◆ **Exercise description**
Reproduce the full listing that appears beneath this instruction exactly.

◆ **Dataset excerpts**
## begin

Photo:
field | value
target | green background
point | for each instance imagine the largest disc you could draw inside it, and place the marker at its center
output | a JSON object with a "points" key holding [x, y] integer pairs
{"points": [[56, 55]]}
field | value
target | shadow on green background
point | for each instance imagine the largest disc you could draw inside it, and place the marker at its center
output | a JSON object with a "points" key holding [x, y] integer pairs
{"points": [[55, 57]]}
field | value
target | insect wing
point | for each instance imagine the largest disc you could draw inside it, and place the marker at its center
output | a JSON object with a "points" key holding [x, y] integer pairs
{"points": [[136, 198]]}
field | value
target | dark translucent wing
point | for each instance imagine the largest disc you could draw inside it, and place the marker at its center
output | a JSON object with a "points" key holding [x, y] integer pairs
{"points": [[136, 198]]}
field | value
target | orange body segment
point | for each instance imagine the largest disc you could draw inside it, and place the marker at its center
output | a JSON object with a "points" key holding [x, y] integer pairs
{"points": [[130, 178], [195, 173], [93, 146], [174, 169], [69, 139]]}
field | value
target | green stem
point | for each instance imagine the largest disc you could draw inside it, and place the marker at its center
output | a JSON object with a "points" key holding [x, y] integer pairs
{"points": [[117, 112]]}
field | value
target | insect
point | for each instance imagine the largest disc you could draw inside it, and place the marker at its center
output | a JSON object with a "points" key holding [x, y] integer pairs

## end

◆ **Problem solution**
Photo:
field | value
target | green background
point | for each instance imagine the largest disc you could draw inside it, and place the marker at its center
output | a JSON object with a "points" key holding [x, y] integer pairs
{"points": [[56, 55]]}
field | value
target | shadow on green background
point | for each instance imagine the largest disc you could draw inside it, and place the marker at its center
output | a JSON object with a "points" key holding [x, y] integer pairs
{"points": [[55, 57]]}
field | value
target | insect wing
point | for each instance imagine the largest disc you could draw inside it, and place the marker at its center
output | a JSON object with a "points" key holding [x, y] integer pairs
{"points": [[136, 198]]}
field | value
target | dark translucent wing
point | for each instance imagine the largest disc you could draw inside it, and place the marker at its center
output | a JSON object with a "points" key holding [x, y] integer pairs
{"points": [[136, 198]]}
field | value
target | orange body segment
point | for each instance imagine the largest disc you could draw inside it, and place the marker at its center
output | a JSON object with a "points" key holding [x, y] integer pairs
{"points": [[130, 178], [195, 173], [93, 146], [174, 169], [69, 139]]}
field | value
target | green stem
point | for each instance imagine the largest disc you could draw inside it, and place the marker at its center
output | a JSON object with a "points" key holding [x, y] integer pairs
{"points": [[117, 112]]}
field | value
target | insect
point | for each instance imagine the largest disc you could draw inside it, and place the marker at its center
output | a JSON object with a "points" key holding [x, y] integer pairs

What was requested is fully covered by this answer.